"We have entered — we all feel it — in a new era characterized by the lasting presence of 'hyper-terrorism. We must be fully conscious of the threat, and react with a very great force and great lucidity. There will be attacks. Large-scale attacks. It's a certainty. This hyper-terrorism is here to stay," Valls said.
"The force of the ideological fascination is formidable, and if we have changed era it is because this hyper-terrorism is in the heart of our societies."
France was rocked last year by the Charlie Hebdo shootings in Paris, the related hostage-taking in a kosher supermarket at Porte de Vincennes and the November 13 attacks in which 130 were killed and hundreds injured in a series of shootings and suicide bombs.
The terror attacks exposed deep flaws in information-sharing between the EU states, as well as a lack of capability within its law enforcement agency Europol. The European Commission in January proposed a series of measures designed to cut off the financing of terrorism.
However, the Commission's plans have been described in France as being too slow to take effect. French Finance Minister Michel Sapin told reporters last week that, although the Commission's proposals contained good proposals: "We have to accelerate the process. We now have only one concern: that these plans be adopted extremely rapidly at the European level, to allow them to be applied as soon as possible in each of our countries."
Daesh Training Camps
In its latest analysis of the threat from Daesh, also known as ISIL, the EU law enforcement agency Europol says the organization is operating locally-based terror cells within Europe and is training them in special forces-style attacks on soft targets.

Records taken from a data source
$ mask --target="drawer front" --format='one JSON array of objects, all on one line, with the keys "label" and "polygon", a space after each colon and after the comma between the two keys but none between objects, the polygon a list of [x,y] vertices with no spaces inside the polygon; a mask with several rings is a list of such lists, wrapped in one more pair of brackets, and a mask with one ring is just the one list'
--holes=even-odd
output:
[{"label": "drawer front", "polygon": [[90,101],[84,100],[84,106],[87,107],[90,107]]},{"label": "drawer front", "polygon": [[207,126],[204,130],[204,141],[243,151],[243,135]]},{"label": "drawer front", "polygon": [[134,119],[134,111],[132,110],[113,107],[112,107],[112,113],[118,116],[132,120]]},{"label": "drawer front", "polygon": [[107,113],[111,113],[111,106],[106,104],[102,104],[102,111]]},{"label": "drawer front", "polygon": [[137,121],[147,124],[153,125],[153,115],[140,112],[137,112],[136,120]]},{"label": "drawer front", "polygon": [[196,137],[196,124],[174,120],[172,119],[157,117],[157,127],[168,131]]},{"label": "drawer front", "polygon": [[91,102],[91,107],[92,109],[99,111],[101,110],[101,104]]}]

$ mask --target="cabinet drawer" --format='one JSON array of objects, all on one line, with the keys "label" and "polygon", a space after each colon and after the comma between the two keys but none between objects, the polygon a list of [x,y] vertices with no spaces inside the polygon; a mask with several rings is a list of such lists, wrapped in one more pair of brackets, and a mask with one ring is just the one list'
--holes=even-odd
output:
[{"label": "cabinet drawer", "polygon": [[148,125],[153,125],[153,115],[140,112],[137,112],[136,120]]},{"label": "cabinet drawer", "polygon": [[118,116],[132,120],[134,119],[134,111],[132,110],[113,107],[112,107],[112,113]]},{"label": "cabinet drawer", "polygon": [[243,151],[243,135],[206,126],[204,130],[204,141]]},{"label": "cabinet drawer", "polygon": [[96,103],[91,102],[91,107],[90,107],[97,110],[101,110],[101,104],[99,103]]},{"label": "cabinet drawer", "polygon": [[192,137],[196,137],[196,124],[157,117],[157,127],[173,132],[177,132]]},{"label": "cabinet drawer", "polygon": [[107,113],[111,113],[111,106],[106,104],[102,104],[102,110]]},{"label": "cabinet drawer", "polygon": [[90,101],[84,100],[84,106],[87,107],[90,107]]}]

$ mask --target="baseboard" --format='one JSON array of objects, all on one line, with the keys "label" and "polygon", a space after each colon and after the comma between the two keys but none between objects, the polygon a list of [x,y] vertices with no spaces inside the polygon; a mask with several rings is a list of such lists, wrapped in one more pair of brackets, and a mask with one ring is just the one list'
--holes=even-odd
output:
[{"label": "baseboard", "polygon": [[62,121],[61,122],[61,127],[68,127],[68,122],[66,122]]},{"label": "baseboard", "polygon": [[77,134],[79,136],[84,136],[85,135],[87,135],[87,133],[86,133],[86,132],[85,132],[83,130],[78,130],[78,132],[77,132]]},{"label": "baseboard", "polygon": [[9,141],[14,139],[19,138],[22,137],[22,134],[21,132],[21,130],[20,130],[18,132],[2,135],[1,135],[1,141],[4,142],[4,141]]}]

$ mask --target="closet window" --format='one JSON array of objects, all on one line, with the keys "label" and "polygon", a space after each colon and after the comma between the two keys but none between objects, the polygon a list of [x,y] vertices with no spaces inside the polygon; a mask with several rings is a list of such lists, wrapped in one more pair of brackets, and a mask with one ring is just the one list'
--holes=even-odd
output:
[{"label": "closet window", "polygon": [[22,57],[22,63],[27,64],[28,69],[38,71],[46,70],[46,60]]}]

▸ **YOUR GOAL**:
From the text on terrorism in France and Europe, copy out the passage from "However, the Commission's" to "on soft targets.".

▸ **SOLUTION TO THE PROBLEM**:
However, the Commission's plans have been described in France as being too slow to take effect. French Finance Minister Michel Sapin told reporters last week that, although the Commission's proposals contained good proposals: "We have to accelerate the process. We now have only one concern: that these plans be adopted extremely rapidly at the European level, to allow them to be applied as soon as possible in each of our countries."
Daesh Training Camps
In its latest analysis of the threat from Daesh, also known as ISIL, the EU law enforcement agency Europol says the organization is operating locally-based terror cells within Europe and is training them in special forces-style attacks on soft targets.